Monday, December 01, 2008

The history of workflow and BPM

Congratulations to everyone in the States that survived 'death by turkey-sandwich' over Thanksgiving, and hopefully managed to spare just a moment to remember the meaning of the long weekend. Unlike Independence Day (where I just get jokes about how the Americans threw the English out, and my jokily sarcastic replies fall flat), I can buy into Thanksgiving.

Serious stuff over, its back to work now. My Monday was spent turning over a new leaf and making sure I get my head out of the tasks I'm doing long enough to look around and see what else is going on out there. I find that anything involving really using software (I've been building some demos with the sales engineers using Global 360's case management software) can quickly pull me down into the weeds of 'doing it right' rather than 'getting it done'. Anyone that has worked around Sales knows that the deadlines rarely let you really do anything 100%, so this can be a challenge for me.

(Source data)
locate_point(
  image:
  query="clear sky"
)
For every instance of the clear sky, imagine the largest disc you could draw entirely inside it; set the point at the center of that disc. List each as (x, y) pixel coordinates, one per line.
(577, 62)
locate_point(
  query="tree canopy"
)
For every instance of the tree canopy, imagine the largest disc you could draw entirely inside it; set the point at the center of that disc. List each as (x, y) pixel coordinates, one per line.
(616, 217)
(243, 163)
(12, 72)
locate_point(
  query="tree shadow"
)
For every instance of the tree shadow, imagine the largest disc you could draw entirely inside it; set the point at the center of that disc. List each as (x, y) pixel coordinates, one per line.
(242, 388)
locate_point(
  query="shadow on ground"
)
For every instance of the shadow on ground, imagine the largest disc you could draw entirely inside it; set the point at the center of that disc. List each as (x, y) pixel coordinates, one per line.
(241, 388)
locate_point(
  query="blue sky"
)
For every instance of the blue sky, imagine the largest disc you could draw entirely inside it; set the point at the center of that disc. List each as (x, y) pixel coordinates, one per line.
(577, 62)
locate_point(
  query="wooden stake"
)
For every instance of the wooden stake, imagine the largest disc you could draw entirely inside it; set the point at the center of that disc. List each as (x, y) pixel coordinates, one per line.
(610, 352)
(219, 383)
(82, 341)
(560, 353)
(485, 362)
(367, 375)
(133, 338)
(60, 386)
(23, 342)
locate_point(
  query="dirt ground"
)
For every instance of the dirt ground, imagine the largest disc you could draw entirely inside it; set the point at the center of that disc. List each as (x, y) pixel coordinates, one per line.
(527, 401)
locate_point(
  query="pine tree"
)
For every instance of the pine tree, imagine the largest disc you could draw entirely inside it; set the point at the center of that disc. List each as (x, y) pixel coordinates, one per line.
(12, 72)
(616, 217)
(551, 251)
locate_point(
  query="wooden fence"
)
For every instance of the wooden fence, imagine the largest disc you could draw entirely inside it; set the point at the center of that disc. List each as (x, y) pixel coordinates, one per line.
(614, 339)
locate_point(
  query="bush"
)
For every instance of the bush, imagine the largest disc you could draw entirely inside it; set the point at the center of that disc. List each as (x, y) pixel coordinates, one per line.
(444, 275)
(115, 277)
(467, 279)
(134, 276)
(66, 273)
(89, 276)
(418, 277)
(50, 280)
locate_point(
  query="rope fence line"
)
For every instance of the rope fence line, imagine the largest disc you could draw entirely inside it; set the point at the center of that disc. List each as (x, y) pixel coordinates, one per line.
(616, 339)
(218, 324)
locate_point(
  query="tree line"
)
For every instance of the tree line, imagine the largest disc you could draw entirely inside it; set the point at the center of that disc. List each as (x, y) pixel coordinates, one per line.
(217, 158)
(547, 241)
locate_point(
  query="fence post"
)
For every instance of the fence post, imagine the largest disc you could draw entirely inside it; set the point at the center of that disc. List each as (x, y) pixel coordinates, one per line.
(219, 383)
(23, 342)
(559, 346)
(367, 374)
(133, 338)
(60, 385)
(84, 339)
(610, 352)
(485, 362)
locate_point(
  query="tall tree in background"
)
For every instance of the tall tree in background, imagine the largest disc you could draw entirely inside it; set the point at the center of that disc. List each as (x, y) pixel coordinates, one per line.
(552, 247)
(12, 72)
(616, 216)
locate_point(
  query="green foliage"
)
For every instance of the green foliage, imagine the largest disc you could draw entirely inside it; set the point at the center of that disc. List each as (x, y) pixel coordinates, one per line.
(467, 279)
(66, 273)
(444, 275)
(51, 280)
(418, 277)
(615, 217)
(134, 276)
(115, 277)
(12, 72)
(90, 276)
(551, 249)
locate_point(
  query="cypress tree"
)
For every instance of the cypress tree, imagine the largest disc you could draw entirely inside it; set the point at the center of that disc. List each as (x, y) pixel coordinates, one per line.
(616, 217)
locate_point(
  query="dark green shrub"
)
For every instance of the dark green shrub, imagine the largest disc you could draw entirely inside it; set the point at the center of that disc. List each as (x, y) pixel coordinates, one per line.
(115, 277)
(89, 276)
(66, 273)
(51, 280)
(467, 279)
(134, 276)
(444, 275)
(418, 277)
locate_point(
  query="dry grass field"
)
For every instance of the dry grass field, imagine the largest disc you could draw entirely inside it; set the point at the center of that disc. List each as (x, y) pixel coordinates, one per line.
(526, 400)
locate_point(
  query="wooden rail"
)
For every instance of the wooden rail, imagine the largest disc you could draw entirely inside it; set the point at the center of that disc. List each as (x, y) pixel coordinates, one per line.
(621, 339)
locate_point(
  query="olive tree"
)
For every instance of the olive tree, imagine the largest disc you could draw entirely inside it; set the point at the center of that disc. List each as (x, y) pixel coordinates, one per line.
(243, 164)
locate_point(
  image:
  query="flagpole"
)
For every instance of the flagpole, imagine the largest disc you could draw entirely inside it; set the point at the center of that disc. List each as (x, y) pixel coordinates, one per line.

→ **EXERCISES**:
**a.** In the blog post, repeat the stretch from "The history of" through "buy into Thanksgiving.".
**b.** List every phrase that the blog post sets off in single quotation marks.

→ **SOLVED PROBLEMS**:
**a.**
The history of workflow and BPM

Congratulations to everyone in the States that survived 'death by turkey-sandwich' over Thanksgiving, and hopefully managed to spare just a moment to remember the meaning of the long weekend. Unlike Independence Day (where I just get jokes about how the Americans threw the English out, and my jokily sarcastic replies fall flat), I can buy into Thanksgiving.

**b.**
- death by turkey-sandwich
- doing it right
- getting it done